# Travail demandé
A) D'après l'article sur Ennahdha, dans quelle assemblée ce parti a-t-il obtenu son statut de parti majoritaire ?
B) Rédigez la suite de l'article sur Ennahdha à partir de sa dernière phrase.

# Extrait présenté

===

Publié dans La Presse de Tunisie le 09 - 11 - 2011


Par Jamil SAYAH
Au lendemain de l'annonce du succès du parti Ennahda aux élections, une bonne majorité des Tunisiens est dans un état d'interrogation à l'égard de cet inconnu qui va nous gouverner. Elle oscille encore entre confiance et méfiance. Faut-il faire confiance à ce parti et lui attribuer le bénéfice de la résistance à la dictature ? Car, en principe, un parti qui a souffert de l'oppression ne peut point trahir la liberté qui l'a porté au pouvoir. Ou le rejeter ? Et donc ne point lui faire confiance car idéologiquement et structurellement, Ennahdha ne peut pas être en compatibilité avec les principes de la démocratie.
Cependant, même si ce doute est légitime eu égard à l'enjeu politique de l'arrivée d'un parti islamiste au pouvoir en Tunisie, il est de la responsabilité de chacun d'entre nous de ne point contester le résultat. Ennahdha a gagné démocratiquement sa place et son statut de parti majoritaire dans l'Assemblée constituante. Et c'est autour d'elle et avec elle que la majorité qui va gouverner le pays va se constituer. Point de doute. Reste à savoir qui sont ces Ennahdaouis qui vont nous gouverner ? Quelle est la typologie de ce parti jusque-là clandestin ? Comment est-il structuré ? Et quelles sont les forces politiques qui le composent ? C'est de la réponse à ces nombreuses interrogations que dépendra notre confiance ou notre méfiance.

===

# Données fournies
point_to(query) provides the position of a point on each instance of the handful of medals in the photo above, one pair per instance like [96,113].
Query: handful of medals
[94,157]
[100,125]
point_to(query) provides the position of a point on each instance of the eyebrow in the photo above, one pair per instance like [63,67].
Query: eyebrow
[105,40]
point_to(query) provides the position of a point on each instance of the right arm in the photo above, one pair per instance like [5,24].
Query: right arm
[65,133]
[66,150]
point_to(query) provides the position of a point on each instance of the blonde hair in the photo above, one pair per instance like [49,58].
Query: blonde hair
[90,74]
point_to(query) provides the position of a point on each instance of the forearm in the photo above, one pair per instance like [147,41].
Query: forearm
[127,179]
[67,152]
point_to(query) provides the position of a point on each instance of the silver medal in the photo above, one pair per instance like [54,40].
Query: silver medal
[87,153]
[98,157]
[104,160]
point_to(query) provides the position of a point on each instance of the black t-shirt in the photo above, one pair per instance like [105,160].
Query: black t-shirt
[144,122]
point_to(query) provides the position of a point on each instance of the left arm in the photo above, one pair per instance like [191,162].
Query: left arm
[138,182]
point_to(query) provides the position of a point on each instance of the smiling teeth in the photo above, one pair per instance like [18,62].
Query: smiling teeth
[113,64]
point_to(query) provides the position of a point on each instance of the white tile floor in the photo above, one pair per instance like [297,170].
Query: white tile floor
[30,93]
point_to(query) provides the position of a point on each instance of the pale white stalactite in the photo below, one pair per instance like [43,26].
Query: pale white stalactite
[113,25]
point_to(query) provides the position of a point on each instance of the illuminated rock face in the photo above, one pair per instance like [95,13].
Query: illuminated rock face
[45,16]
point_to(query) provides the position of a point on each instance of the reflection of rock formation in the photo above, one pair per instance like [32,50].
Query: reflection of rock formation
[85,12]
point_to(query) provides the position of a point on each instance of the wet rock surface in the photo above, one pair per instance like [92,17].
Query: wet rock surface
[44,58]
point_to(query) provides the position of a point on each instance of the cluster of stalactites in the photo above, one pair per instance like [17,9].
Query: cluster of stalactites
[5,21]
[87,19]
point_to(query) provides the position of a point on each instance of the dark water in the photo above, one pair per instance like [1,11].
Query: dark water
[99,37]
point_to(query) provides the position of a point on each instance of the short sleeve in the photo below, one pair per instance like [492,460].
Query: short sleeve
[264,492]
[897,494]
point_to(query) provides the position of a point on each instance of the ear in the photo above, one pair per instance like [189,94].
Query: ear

===

# Réponses fournies
A) Dans l'Assemblée constituante.

B)
1) La typologie du mouvement
Ennahdha est désormais un parti de gouvernement. Il n'a plus à se cacher. La mouvance doit paraître, à la majorité qui lui a fait confiance en votant pour elle et à tous les Tunisiens, à visage découvert. Fini la clandestinité et le fantasme qui entourent son mode de fonctionnement. La transparence est désormais de mise. Car si l'on admet le principe que gouverner c'est aussi communiquer, on ne peut tolérer l'opacité. On comprend alors quel service fondamental rend l'analyse de la typologie de ce parti aux Tunisiens. Elle a pour mission essentielle de rendre la composition de cette formation politique plus accessible et donc plus compréhensible par tous.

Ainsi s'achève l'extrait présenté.